--- START ---
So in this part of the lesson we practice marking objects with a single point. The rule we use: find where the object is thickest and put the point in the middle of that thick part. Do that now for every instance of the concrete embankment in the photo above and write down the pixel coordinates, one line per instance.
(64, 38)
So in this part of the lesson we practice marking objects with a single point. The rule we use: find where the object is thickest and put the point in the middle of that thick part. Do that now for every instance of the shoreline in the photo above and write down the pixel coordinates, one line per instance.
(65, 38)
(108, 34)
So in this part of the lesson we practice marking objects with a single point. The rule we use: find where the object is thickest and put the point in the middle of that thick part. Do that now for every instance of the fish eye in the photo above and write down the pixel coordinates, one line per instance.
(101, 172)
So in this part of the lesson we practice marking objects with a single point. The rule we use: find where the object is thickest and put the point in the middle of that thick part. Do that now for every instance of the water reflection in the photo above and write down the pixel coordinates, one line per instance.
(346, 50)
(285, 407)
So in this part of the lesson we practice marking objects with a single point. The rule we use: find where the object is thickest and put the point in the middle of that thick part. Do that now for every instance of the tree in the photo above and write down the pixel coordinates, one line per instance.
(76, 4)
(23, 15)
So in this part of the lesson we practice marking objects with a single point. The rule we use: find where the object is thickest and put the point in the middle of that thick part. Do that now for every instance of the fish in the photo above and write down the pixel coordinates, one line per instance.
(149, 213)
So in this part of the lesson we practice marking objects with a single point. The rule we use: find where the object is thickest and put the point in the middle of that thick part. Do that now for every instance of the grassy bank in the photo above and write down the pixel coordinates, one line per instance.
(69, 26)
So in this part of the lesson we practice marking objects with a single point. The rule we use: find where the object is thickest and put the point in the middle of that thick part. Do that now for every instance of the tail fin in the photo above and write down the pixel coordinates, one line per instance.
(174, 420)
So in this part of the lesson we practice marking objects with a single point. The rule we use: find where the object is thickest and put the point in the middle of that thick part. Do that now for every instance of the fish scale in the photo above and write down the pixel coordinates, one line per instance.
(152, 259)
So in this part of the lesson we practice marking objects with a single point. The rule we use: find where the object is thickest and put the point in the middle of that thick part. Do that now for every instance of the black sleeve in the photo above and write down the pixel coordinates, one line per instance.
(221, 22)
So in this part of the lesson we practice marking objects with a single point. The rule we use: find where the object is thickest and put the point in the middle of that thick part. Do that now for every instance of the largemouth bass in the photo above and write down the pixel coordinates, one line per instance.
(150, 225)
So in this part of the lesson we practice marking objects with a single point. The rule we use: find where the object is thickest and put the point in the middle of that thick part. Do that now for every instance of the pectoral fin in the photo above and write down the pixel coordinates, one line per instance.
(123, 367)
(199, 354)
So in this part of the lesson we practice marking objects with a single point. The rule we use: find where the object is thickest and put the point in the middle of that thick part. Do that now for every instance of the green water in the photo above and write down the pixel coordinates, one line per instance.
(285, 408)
--- END ---
**Problem:**
Nothing may be omitted. Restate all of the entries exactly.

**Answer to this problem:**
So in this part of the lesson we practice marking objects with a single point. The rule we use: find where the object is thickest and put the point in the middle of that thick part. Do that now for every instance of the concrete embankment in the photo above and write down the pixel coordinates, one line per instance.
(64, 38)
So in this part of the lesson we practice marking objects with a single point. The rule we use: find where the object is thickest and put the point in the middle of that thick part. Do that now for every instance of the shoreline in the photo above and write down the pixel coordinates, one line per instance.
(65, 38)
(108, 34)
So in this part of the lesson we practice marking objects with a single point. The rule we use: find where the object is thickest and put the point in the middle of that thick part. Do that now for every instance of the fish eye in the photo above and write down the pixel coordinates, one line per instance.
(101, 172)
So in this part of the lesson we practice marking objects with a single point. The rule we use: find where the object is thickest and put the point in the middle of that thick part. Do that now for every instance of the water reflection in the photo above and write down the pixel coordinates, one line per instance.
(346, 50)
(285, 407)
So in this part of the lesson we practice marking objects with a single point. The rule we use: find where the object is thickest and put the point in the middle of that thick part. Do that now for every instance of the tree in the photo above and write down the pixel coordinates, one line per instance.
(76, 4)
(23, 15)
So in this part of the lesson we practice marking objects with a single point. The rule we use: find where the object is thickest and put the point in the middle of that thick part. Do that now for every instance of the fish in the photo above and write down the pixel coordinates, one line per instance.
(149, 213)
So in this part of the lesson we practice marking objects with a single point. The rule we use: find where the object is thickest and put the point in the middle of that thick part. Do that now for every instance of the grassy bank in the photo above and write down the pixel coordinates, one line per instance.
(69, 26)
So in this part of the lesson we practice marking objects with a single point. The rule we use: find where the object is thickest and put the point in the middle of that thick part. Do that now for every instance of the tail fin in the photo above and write down the pixel coordinates, one line per instance.
(174, 420)
So in this part of the lesson we practice marking objects with a single point. The rule we use: find where the object is thickest and put the point in the middle of that thick part. Do that now for every instance of the fish scale in the photo above and write down the pixel coordinates, one line per instance.
(152, 259)
So in this part of the lesson we practice marking objects with a single point. The rule we use: find where the object is thickest and put the point in the middle of that thick part. Do that now for every instance of the black sleeve in the photo above and write down the pixel coordinates, one line per instance.
(221, 22)
So in this part of the lesson we practice marking objects with a single point. The rule we use: find where the object is thickest and put the point in the middle of that thick part. Do that now for every instance of the largemouth bass in the photo above and write down the pixel coordinates, one line per instance.
(150, 225)
So in this part of the lesson we practice marking objects with a single point. The rule we use: find where the object is thickest and put the point in the middle of that thick part. Do that now for every instance of the pectoral fin in the photo above and write down the pixel coordinates, one line per instance.
(123, 367)
(199, 354)
So in this part of the lesson we practice marking objects with a single point. The rule we use: find where the object is thickest and put the point in the middle of that thick part. Do that now for every instance of the green water in the photo above and write down the pixel coordinates, one line per instance.
(285, 408)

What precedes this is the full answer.